>> begin

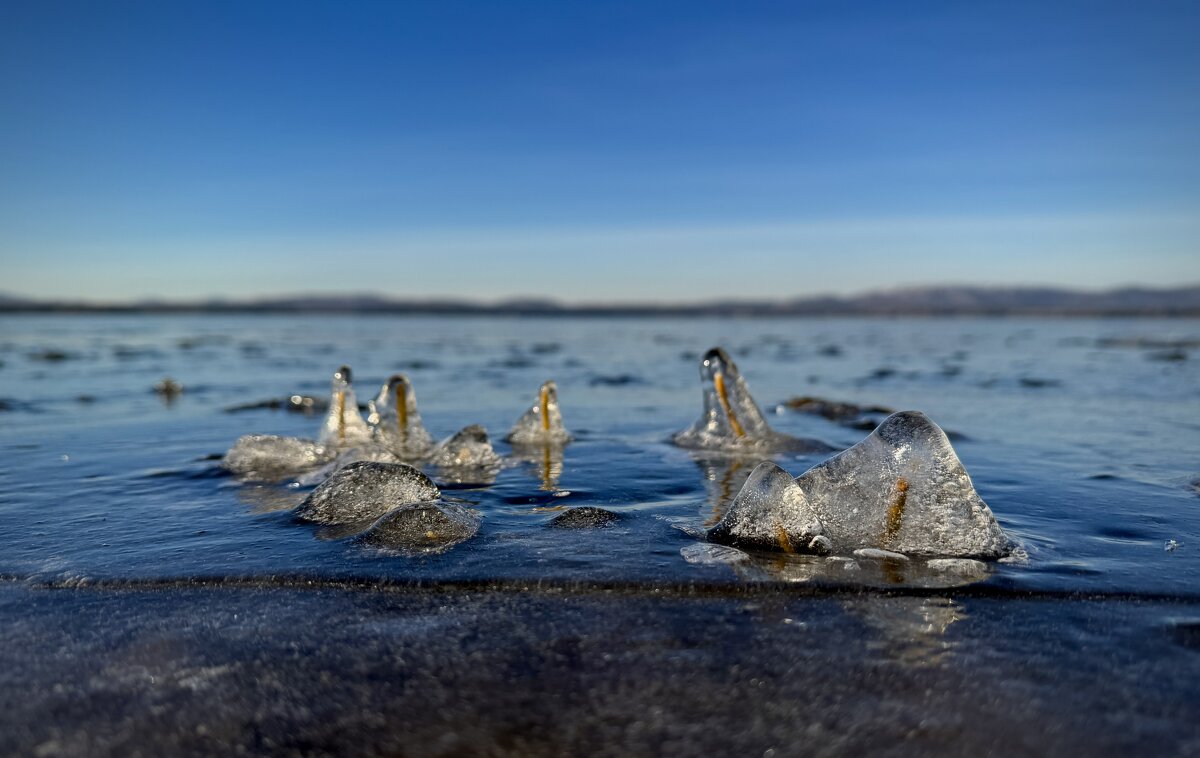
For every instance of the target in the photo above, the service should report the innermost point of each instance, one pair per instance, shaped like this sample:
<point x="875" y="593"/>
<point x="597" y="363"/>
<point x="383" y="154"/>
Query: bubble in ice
<point x="543" y="423"/>
<point x="343" y="425"/>
<point x="366" y="491"/>
<point x="903" y="489"/>
<point x="397" y="422"/>
<point x="732" y="420"/>
<point x="268" y="457"/>
<point x="423" y="528"/>
<point x="772" y="512"/>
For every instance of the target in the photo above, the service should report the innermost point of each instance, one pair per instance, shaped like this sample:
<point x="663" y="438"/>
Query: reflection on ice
<point x="397" y="422"/>
<point x="732" y="420"/>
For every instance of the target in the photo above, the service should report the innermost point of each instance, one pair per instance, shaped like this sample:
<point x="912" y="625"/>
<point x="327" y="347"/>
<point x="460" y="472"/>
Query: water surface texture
<point x="156" y="603"/>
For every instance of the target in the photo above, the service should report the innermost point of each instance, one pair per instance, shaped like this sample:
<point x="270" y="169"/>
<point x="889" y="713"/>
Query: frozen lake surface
<point x="1083" y="437"/>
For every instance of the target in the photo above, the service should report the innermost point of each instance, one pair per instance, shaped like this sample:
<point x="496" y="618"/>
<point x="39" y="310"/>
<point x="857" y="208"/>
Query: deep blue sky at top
<point x="595" y="151"/>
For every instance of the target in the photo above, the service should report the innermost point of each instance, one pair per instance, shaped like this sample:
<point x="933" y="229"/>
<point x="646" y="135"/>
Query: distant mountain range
<point x="1182" y="301"/>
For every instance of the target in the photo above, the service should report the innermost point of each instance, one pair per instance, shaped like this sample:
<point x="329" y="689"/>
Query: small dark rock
<point x="585" y="517"/>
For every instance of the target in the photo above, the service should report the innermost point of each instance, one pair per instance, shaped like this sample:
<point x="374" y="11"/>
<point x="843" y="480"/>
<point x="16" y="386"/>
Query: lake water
<point x="1081" y="434"/>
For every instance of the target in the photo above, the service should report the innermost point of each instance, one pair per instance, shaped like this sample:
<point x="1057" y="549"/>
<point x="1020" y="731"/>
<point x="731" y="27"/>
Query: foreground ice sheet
<point x="397" y="422"/>
<point x="343" y="423"/>
<point x="901" y="489"/>
<point x="268" y="457"/>
<point x="543" y="423"/>
<point x="365" y="491"/>
<point x="732" y="420"/>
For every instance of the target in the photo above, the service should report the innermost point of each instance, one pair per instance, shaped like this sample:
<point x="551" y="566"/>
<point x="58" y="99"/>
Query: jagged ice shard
<point x="271" y="458"/>
<point x="772" y="511"/>
<point x="366" y="491"/>
<point x="543" y="423"/>
<point x="397" y="422"/>
<point x="901" y="489"/>
<point x="732" y="420"/>
<point x="343" y="425"/>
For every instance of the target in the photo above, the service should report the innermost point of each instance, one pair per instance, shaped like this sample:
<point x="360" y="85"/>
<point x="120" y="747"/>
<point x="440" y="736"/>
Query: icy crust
<point x="543" y="423"/>
<point x="772" y="512"/>
<point x="343" y="426"/>
<point x="732" y="420"/>
<point x="269" y="457"/>
<point x="423" y="528"/>
<point x="396" y="420"/>
<point x="903" y="489"/>
<point x="366" y="491"/>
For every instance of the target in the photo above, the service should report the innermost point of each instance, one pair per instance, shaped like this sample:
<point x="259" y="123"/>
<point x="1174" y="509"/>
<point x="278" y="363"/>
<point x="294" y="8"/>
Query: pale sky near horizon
<point x="617" y="151"/>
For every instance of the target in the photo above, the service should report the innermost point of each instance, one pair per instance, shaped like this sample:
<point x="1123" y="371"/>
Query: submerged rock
<point x="771" y="512"/>
<point x="397" y="422"/>
<point x="585" y="517"/>
<point x="270" y="457"/>
<point x="732" y="420"/>
<point x="343" y="425"/>
<point x="364" y="491"/>
<point x="903" y="489"/>
<point x="543" y="423"/>
<point x="423" y="528"/>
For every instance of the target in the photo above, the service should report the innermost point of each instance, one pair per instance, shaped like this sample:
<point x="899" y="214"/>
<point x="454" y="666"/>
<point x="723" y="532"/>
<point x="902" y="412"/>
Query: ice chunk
<point x="732" y="421"/>
<point x="366" y="491"/>
<point x="397" y="422"/>
<point x="268" y="457"/>
<point x="469" y="446"/>
<point x="771" y="512"/>
<point x="423" y="528"/>
<point x="343" y="425"/>
<point x="543" y="422"/>
<point x="903" y="489"/>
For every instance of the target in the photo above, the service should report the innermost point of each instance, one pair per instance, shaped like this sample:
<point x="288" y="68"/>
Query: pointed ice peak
<point x="732" y="420"/>
<point x="903" y="489"/>
<point x="771" y="512"/>
<point x="343" y="423"/>
<point x="543" y="423"/>
<point x="396" y="421"/>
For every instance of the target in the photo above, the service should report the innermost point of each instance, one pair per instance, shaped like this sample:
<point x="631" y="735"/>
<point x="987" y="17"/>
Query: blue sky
<point x="595" y="151"/>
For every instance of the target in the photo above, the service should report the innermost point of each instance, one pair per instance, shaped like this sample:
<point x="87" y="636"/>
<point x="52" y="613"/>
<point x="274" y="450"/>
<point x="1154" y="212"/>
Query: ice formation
<point x="732" y="421"/>
<point x="423" y="528"/>
<point x="543" y="423"/>
<point x="343" y="423"/>
<point x="366" y="491"/>
<point x="772" y="512"/>
<point x="903" y="489"/>
<point x="397" y="422"/>
<point x="269" y="457"/>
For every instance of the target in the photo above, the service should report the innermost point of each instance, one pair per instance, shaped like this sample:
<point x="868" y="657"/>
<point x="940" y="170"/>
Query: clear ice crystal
<point x="397" y="422"/>
<point x="343" y="425"/>
<point x="366" y="491"/>
<point x="771" y="512"/>
<point x="268" y="457"/>
<point x="423" y="528"/>
<point x="543" y="423"/>
<point x="732" y="420"/>
<point x="903" y="489"/>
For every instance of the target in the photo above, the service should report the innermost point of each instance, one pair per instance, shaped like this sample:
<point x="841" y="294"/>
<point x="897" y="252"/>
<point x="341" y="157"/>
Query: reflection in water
<point x="724" y="477"/>
<point x="543" y="461"/>
<point x="268" y="498"/>
<point x="909" y="630"/>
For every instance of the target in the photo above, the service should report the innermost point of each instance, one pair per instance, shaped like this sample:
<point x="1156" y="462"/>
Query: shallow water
<point x="1084" y="444"/>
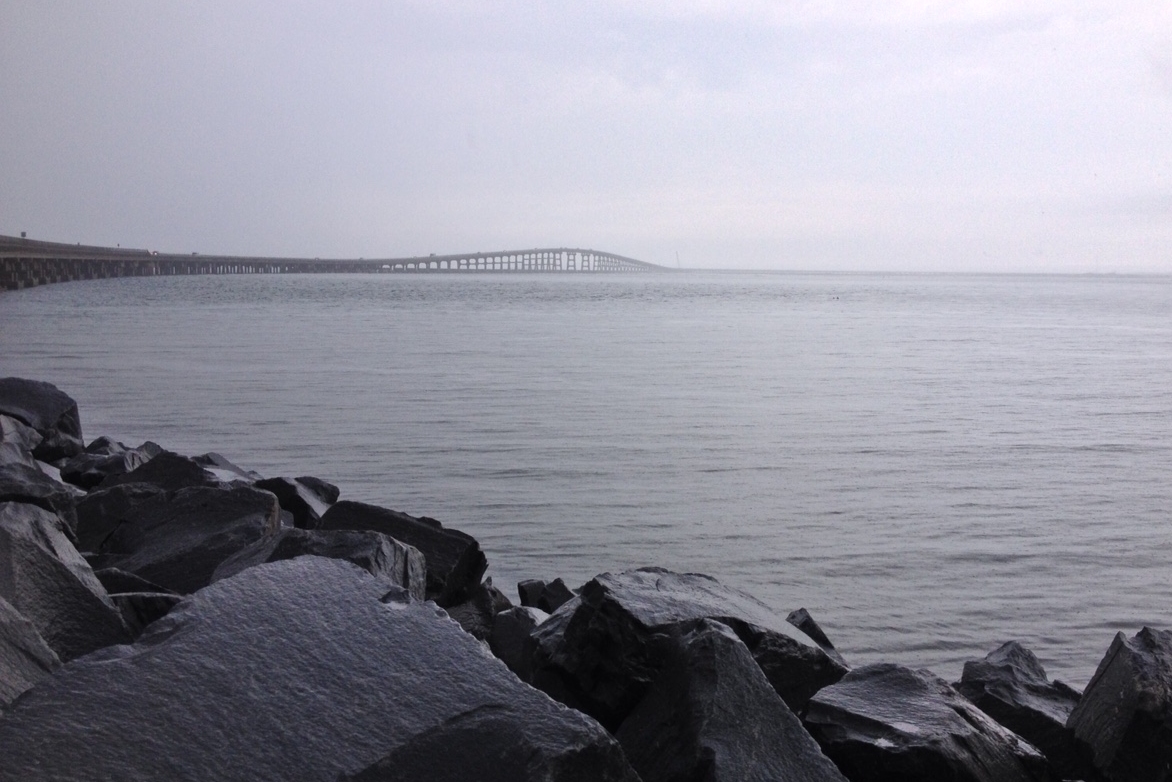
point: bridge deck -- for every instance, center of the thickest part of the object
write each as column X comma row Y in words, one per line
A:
column 25, row 263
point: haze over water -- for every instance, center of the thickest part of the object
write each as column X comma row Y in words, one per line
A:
column 931, row 464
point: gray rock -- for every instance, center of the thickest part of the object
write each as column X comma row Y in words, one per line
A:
column 381, row 556
column 102, row 458
column 45, row 578
column 595, row 652
column 25, row 658
column 478, row 613
column 1010, row 686
column 511, row 638
column 306, row 498
column 226, row 471
column 805, row 623
column 1125, row 713
column 169, row 471
column 47, row 409
column 18, row 441
column 141, row 609
column 118, row 580
column 178, row 538
column 100, row 512
column 295, row 670
column 888, row 723
column 19, row 482
column 549, row 597
column 455, row 561
column 711, row 714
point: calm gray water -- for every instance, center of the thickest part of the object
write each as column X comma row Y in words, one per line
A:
column 931, row 464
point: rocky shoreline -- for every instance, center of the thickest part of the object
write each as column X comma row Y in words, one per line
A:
column 170, row 617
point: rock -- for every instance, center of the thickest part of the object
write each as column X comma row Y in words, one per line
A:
column 381, row 556
column 45, row 578
column 141, row 609
column 226, row 471
column 118, row 580
column 47, row 409
column 1010, row 686
column 455, row 561
column 595, row 652
column 805, row 623
column 169, row 471
column 100, row 512
column 178, row 538
column 102, row 458
column 18, row 441
column 1125, row 713
column 511, row 638
column 324, row 489
column 28, row 484
column 25, row 658
column 477, row 614
column 547, row 597
column 297, row 670
column 888, row 723
column 710, row 714
column 306, row 498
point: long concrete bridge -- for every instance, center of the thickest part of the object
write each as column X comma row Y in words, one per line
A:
column 25, row 263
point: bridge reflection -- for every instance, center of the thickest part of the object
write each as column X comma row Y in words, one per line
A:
column 25, row 263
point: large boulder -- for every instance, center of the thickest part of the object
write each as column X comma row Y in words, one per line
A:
column 300, row 670
column 597, row 653
column 546, row 596
column 103, row 510
column 25, row 658
column 169, row 471
column 381, row 556
column 307, row 498
column 710, row 714
column 18, row 441
column 1010, row 686
column 178, row 538
column 19, row 482
column 47, row 409
column 455, row 561
column 45, row 578
column 1125, row 713
column 888, row 723
column 102, row 458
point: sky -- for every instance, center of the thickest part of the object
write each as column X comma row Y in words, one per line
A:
column 911, row 135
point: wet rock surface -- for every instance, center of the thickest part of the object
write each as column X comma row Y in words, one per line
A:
column 888, row 723
column 178, row 538
column 19, row 482
column 598, row 651
column 298, row 670
column 307, row 498
column 25, row 658
column 1124, row 716
column 47, row 409
column 692, row 722
column 454, row 558
column 381, row 556
column 1010, row 686
column 45, row 578
column 169, row 471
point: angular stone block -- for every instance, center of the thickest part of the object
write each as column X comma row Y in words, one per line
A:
column 300, row 670
column 888, row 723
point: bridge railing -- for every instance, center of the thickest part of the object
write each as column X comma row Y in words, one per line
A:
column 26, row 263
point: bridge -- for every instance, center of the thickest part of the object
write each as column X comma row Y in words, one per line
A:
column 25, row 263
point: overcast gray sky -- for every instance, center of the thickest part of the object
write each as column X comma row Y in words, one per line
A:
column 906, row 135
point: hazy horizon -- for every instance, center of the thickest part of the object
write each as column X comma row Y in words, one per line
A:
column 971, row 136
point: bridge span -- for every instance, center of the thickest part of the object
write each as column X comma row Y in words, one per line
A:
column 25, row 263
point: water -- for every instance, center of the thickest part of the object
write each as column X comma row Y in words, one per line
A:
column 931, row 464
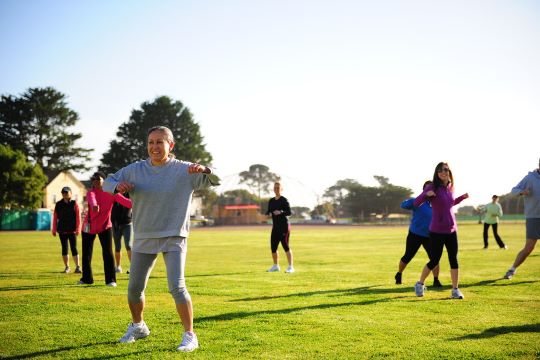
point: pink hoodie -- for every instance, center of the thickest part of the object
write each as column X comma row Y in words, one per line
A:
column 101, row 220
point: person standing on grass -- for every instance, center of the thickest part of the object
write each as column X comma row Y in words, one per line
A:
column 418, row 236
column 67, row 223
column 279, row 208
column 529, row 188
column 443, row 227
column 493, row 213
column 161, row 189
column 98, row 222
column 121, row 220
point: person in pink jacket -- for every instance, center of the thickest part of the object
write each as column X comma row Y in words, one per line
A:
column 443, row 227
column 97, row 221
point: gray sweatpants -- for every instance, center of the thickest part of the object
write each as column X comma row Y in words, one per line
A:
column 141, row 267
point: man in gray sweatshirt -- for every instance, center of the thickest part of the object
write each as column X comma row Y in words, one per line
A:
column 529, row 188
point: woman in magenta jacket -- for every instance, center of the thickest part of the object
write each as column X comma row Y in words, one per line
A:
column 443, row 227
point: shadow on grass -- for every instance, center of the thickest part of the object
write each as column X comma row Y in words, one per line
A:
column 373, row 290
column 245, row 314
column 501, row 330
column 54, row 352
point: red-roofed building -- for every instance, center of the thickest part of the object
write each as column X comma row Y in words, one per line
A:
column 238, row 214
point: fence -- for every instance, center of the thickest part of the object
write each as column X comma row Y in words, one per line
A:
column 25, row 219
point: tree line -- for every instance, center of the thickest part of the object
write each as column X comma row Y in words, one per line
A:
column 36, row 139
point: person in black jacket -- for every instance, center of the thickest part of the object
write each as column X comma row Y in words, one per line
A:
column 67, row 223
column 279, row 208
column 121, row 220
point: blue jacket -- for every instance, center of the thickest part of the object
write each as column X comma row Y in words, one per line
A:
column 421, row 217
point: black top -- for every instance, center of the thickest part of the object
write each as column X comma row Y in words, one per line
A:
column 65, row 213
column 282, row 204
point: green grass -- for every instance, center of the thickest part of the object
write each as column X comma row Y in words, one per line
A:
column 340, row 304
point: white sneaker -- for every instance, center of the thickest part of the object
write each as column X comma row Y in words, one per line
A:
column 189, row 342
column 135, row 332
column 419, row 289
column 274, row 268
column 456, row 294
column 509, row 274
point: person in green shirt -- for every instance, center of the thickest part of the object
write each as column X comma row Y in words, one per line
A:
column 493, row 213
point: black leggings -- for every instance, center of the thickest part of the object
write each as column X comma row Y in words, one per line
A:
column 438, row 242
column 414, row 241
column 279, row 236
column 64, row 238
column 105, row 238
column 497, row 237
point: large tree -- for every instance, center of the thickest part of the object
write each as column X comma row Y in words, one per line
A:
column 37, row 123
column 130, row 144
column 21, row 182
column 258, row 178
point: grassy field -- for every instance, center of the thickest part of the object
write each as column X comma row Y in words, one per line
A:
column 340, row 304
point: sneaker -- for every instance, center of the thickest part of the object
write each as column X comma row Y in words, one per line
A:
column 189, row 342
column 419, row 289
column 456, row 294
column 509, row 274
column 135, row 332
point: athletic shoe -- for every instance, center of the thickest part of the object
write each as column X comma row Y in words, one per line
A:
column 456, row 294
column 419, row 289
column 135, row 332
column 509, row 274
column 189, row 342
column 398, row 278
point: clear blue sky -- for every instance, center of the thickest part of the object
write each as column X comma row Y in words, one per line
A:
column 317, row 90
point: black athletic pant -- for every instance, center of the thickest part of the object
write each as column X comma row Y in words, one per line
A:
column 414, row 241
column 438, row 242
column 497, row 237
column 105, row 238
column 64, row 238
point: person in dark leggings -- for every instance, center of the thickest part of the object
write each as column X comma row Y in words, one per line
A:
column 98, row 222
column 493, row 213
column 67, row 223
column 418, row 236
column 443, row 227
column 279, row 208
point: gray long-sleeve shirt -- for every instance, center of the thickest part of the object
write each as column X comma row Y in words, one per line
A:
column 530, row 182
column 161, row 196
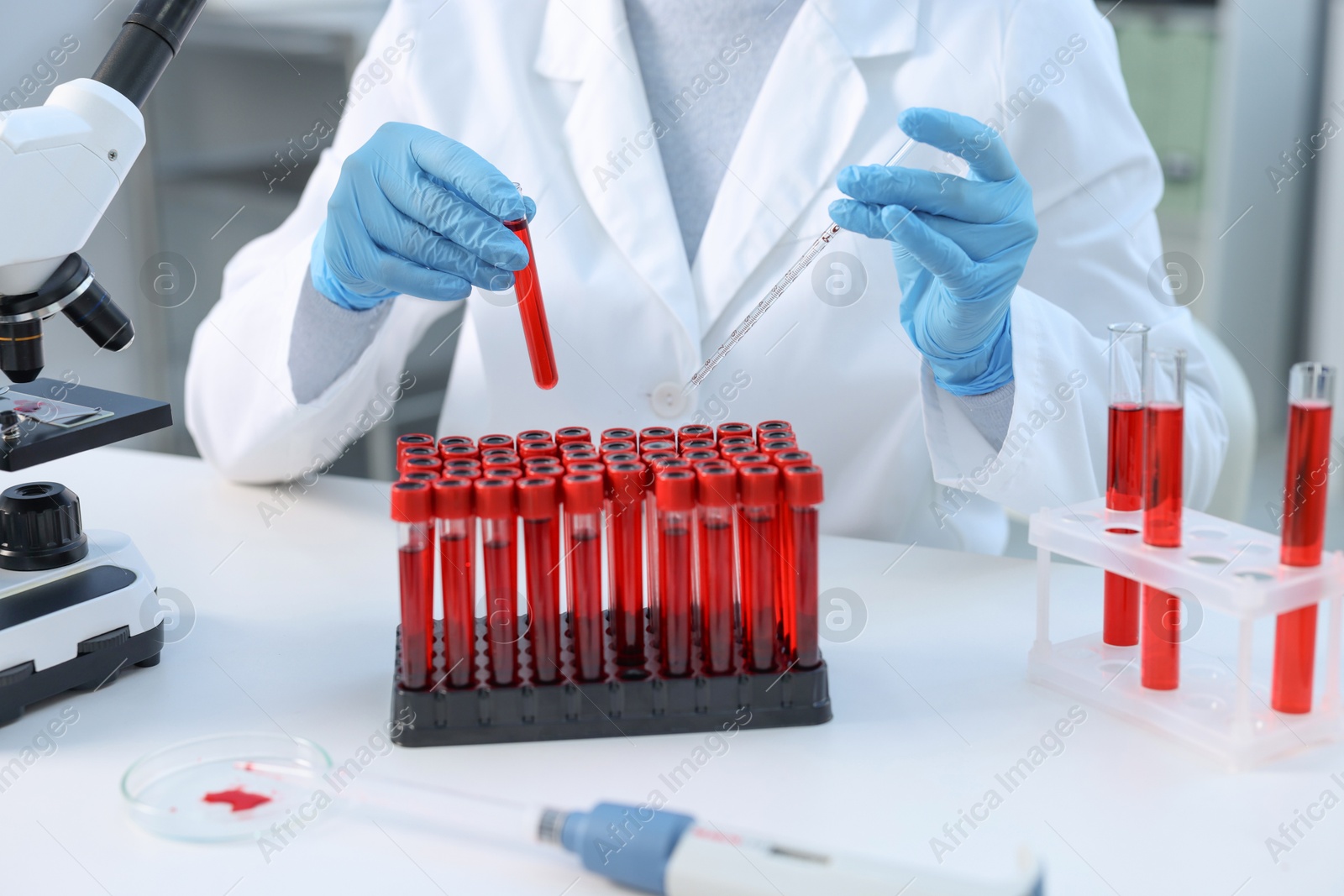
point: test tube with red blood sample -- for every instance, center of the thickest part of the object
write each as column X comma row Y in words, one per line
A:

>> end

• [EXERCISE] Recast the lines above, from the line containing "point: tree line" through the line containing "column 421, row 217", as a JSON list of strings with one string per line. Include both end lines and leave out any blank lines.

• [FULL SOLUTION]
[
  "point: tree line -- for every instance, center of the thickest part of the object",
  "write each as column X comma row Y in words, one per line",
  "A:",
  "column 36, row 139",
  "point: person in black jacket -- for every instance, center of the thickest part of the object",
  "write each as column X comma row Y in words, one per line",
  "A:",
  "column 67, row 223",
  "column 279, row 208",
  "column 121, row 220",
  "point: blue jacket -- for every instance, center of the thickest part of the object",
  "write each as column X comma row Y in words, one per line",
  "A:",
  "column 421, row 217"
]